- Exercise aim: Search the material for the string "Each", then show every line where it turns up.

- Entries provided:
◆ ◆ ◆ ◆ ◆ ◆ ◆

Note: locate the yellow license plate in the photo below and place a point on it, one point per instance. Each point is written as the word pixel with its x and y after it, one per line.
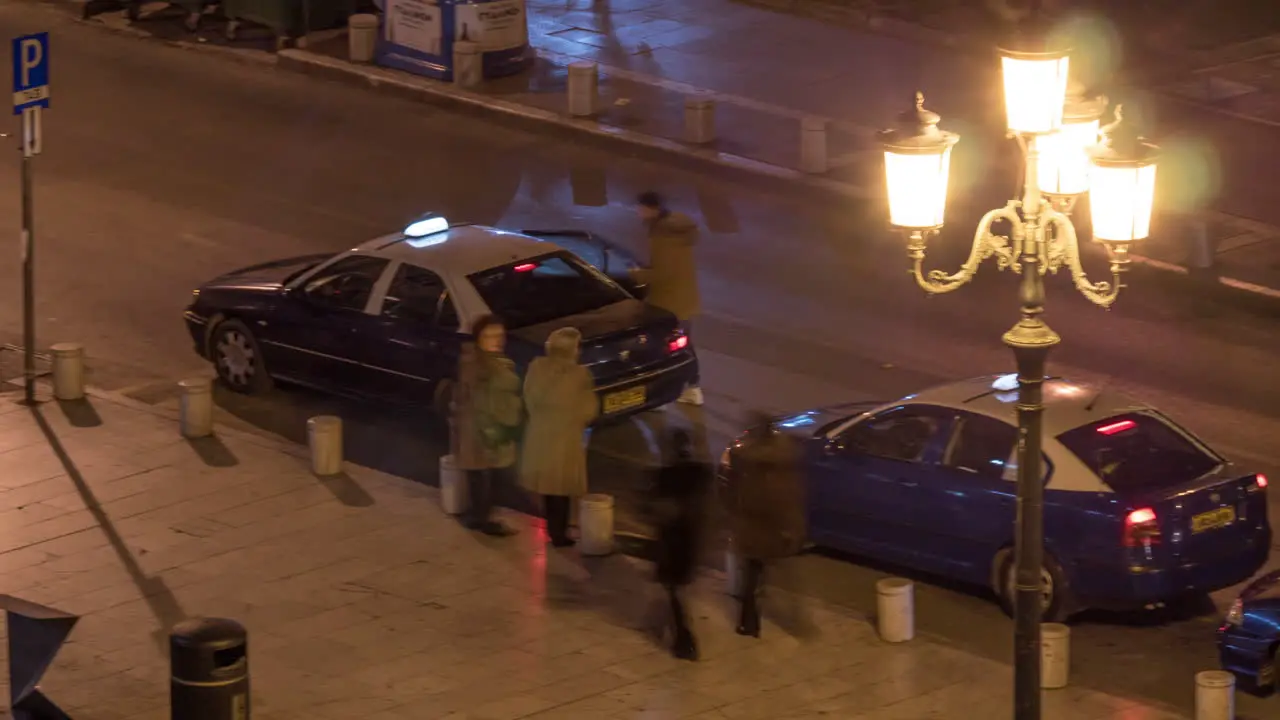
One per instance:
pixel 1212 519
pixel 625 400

◆ ◆ ◆ ◆ ◆ ◆ ◆

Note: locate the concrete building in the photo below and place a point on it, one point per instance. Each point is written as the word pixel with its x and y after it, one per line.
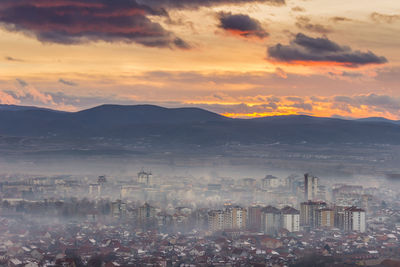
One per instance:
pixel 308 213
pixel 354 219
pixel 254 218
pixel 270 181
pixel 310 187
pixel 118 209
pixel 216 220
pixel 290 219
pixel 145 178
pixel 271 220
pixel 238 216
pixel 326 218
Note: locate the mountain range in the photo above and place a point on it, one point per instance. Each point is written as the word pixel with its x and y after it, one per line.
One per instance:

◆ ◆ ◆ ◆ ◆ ◆ ◆

- Solution to the problem:
Note: locate the yellow license plate in the photo below and place a point on it, one point per instance. Each point is written as the word pixel with its x and y after it, one per line.
Note: locate the concrete building in the photo below and place a point on it, one point per instance. Each point is written as the word pixel with its x and y after it, one per line.
Note: locate the mountain range in the photo above and place a point on it, one point per instance. Each point is written as the word pixel with its x and y after it, one per line.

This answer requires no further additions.